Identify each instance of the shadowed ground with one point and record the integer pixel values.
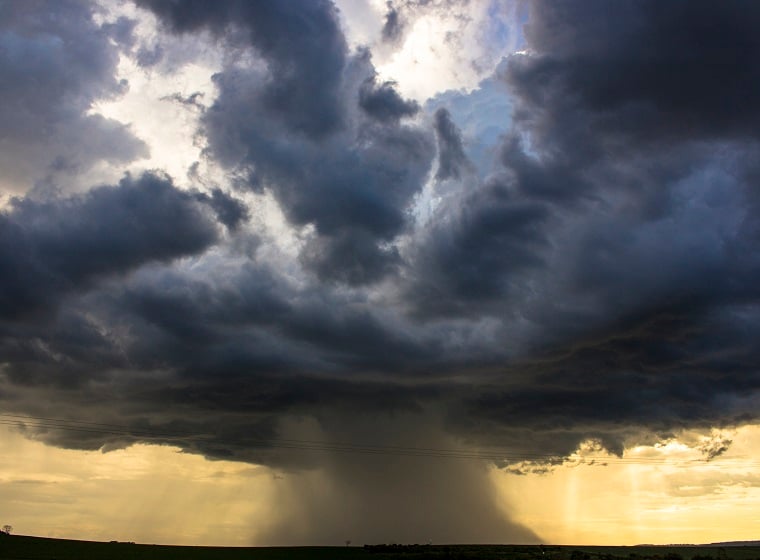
(36, 548)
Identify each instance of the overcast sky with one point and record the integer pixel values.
(528, 230)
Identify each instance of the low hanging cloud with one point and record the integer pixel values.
(589, 274)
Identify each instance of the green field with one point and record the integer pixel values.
(36, 548)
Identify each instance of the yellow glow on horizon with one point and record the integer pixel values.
(661, 494)
(147, 493)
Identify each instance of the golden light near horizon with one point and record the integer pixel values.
(660, 494)
(354, 243)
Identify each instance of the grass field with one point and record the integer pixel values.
(35, 548)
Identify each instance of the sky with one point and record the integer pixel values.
(279, 273)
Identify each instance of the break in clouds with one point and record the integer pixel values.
(569, 252)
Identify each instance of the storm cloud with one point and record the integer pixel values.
(566, 253)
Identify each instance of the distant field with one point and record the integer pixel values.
(35, 548)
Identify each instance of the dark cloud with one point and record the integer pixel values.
(52, 247)
(473, 249)
(582, 270)
(651, 72)
(383, 102)
(301, 41)
(451, 156)
(393, 27)
(55, 62)
(315, 129)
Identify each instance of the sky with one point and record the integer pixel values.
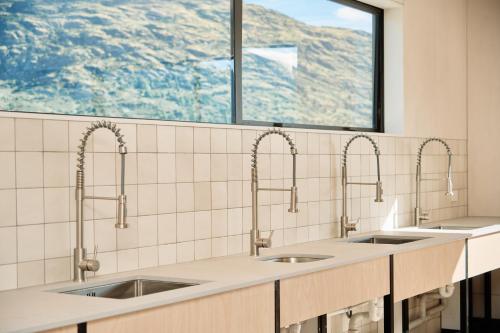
(320, 13)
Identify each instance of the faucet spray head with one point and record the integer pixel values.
(379, 192)
(449, 191)
(293, 200)
(121, 214)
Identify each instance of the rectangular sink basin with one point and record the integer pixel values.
(448, 227)
(386, 240)
(295, 258)
(129, 289)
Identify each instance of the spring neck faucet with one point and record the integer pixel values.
(346, 227)
(81, 263)
(257, 242)
(419, 215)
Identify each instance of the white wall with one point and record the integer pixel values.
(435, 68)
(484, 106)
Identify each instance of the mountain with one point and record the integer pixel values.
(171, 60)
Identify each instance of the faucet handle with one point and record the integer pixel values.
(352, 226)
(265, 242)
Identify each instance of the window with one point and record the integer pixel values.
(303, 63)
(130, 58)
(311, 63)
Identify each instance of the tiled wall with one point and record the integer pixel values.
(189, 192)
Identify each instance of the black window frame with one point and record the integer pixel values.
(378, 72)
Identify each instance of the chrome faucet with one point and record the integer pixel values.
(81, 263)
(257, 242)
(345, 226)
(419, 215)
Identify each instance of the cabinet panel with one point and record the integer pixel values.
(419, 271)
(247, 310)
(483, 254)
(315, 294)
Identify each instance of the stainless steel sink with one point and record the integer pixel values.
(296, 258)
(386, 240)
(448, 227)
(129, 288)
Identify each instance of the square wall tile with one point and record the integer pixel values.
(202, 225)
(30, 206)
(218, 140)
(7, 134)
(202, 196)
(185, 227)
(184, 167)
(30, 242)
(146, 138)
(218, 167)
(57, 270)
(166, 168)
(201, 140)
(105, 235)
(129, 132)
(104, 169)
(183, 139)
(76, 130)
(148, 256)
(166, 139)
(9, 277)
(56, 169)
(8, 170)
(233, 141)
(167, 198)
(147, 168)
(128, 238)
(185, 197)
(201, 167)
(148, 230)
(30, 273)
(8, 205)
(219, 195)
(8, 245)
(167, 228)
(127, 260)
(202, 249)
(219, 223)
(55, 135)
(29, 135)
(147, 199)
(167, 254)
(57, 242)
(185, 251)
(29, 169)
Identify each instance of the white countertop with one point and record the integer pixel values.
(477, 226)
(39, 308)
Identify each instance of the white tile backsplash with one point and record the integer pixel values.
(189, 193)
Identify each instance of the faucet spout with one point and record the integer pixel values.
(257, 242)
(419, 216)
(81, 262)
(346, 227)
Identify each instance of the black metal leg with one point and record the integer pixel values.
(405, 313)
(322, 324)
(464, 306)
(487, 296)
(389, 302)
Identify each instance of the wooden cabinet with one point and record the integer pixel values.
(483, 255)
(419, 271)
(66, 329)
(246, 310)
(315, 294)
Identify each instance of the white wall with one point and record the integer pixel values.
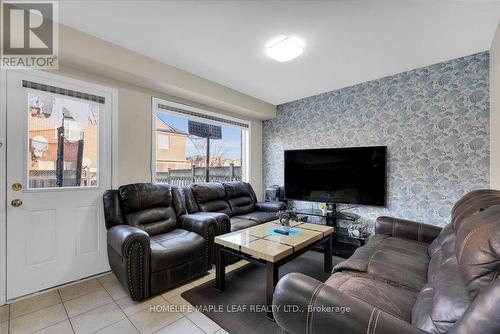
(134, 129)
(137, 78)
(495, 111)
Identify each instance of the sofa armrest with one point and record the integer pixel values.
(129, 251)
(121, 237)
(208, 227)
(270, 206)
(302, 304)
(199, 223)
(406, 229)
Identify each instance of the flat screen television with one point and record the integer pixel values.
(354, 175)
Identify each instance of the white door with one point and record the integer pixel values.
(58, 165)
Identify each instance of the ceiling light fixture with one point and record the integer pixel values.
(285, 48)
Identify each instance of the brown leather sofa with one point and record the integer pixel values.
(409, 278)
(153, 245)
(234, 200)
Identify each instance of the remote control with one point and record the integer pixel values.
(281, 231)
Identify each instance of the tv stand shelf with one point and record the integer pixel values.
(328, 215)
(344, 244)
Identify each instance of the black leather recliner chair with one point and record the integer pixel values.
(410, 278)
(153, 245)
(236, 200)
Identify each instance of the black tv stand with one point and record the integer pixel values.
(330, 217)
(344, 244)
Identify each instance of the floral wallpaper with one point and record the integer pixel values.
(434, 121)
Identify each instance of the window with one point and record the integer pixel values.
(62, 141)
(194, 145)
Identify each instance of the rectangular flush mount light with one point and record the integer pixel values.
(284, 48)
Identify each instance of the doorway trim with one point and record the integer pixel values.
(3, 154)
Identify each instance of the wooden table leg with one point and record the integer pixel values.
(328, 254)
(272, 280)
(220, 268)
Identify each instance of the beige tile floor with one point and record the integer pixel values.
(101, 305)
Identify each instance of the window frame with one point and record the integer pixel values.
(246, 143)
(166, 139)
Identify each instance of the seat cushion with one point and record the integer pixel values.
(259, 216)
(210, 197)
(176, 247)
(398, 261)
(240, 197)
(241, 223)
(394, 300)
(149, 207)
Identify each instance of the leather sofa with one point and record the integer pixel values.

> **WHAT TO WORK ON**
Exactly reproduce the lines that run from the line with "Identify each instance of the brown" through the last line of the records, inclusive.

> **RESPONSE TO THIS EXERCISE**
Identify each instance of the brown leather sofa with one point and record the integer pixel values.
(409, 278)
(153, 245)
(234, 200)
Identify each instance of the remote control with one point and record the integer pixel values.
(281, 231)
Identify each instance of the tv stand shelf with one point and record the integer pixel values.
(328, 215)
(344, 244)
Identify each instance of the black leather recliner chair with one point and record the integer pixel values.
(410, 278)
(153, 245)
(236, 200)
Identify each instance of the black tv stand with one point and record the integer pixel values.
(330, 217)
(344, 244)
Identify each instance of the floral wallpaper with one point and record the integer pixel values.
(434, 121)
Identify each instance of the window with one point and record the integer pixel values.
(62, 141)
(194, 145)
Identify each instance of the rectangular flush mount light with one point and record the integer pixel values.
(284, 48)
Identify each instance of the doorway trim with one point and record the integer pixel values.
(3, 154)
Identify each instance of the wooden table leg with one point and record the integer pixel values.
(328, 254)
(272, 280)
(220, 268)
Identify each instance of the beige tile floor with one point and record the integer pixel values.
(101, 305)
Identify each instance of the window frame with one point and record the integer pixel values.
(246, 143)
(166, 139)
Identify each instance of the seat cushion with one point and record the integer pixel values.
(259, 216)
(210, 197)
(176, 247)
(398, 261)
(240, 197)
(241, 223)
(394, 300)
(149, 207)
Identify each instance of the leather sofa with one point and record the integer pixel values.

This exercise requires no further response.